Work to be completed: State how many lines in the data below contain the string "uniform", with case counting. Reply with the number alone.

Exercise material:
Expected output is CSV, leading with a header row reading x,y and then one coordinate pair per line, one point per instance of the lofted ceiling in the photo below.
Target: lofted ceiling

...

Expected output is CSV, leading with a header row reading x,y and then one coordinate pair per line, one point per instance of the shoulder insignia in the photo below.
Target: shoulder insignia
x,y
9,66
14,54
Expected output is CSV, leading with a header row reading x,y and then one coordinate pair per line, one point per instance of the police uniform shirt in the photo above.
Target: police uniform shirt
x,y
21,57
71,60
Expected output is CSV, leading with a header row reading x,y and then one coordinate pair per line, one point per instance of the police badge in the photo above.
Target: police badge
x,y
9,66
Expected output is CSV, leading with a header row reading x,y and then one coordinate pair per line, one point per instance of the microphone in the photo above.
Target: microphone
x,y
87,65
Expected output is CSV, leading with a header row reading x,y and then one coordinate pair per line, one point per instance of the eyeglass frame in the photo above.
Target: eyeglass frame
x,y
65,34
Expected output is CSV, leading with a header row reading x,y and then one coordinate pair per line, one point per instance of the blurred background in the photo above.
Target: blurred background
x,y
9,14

Exercise output: 2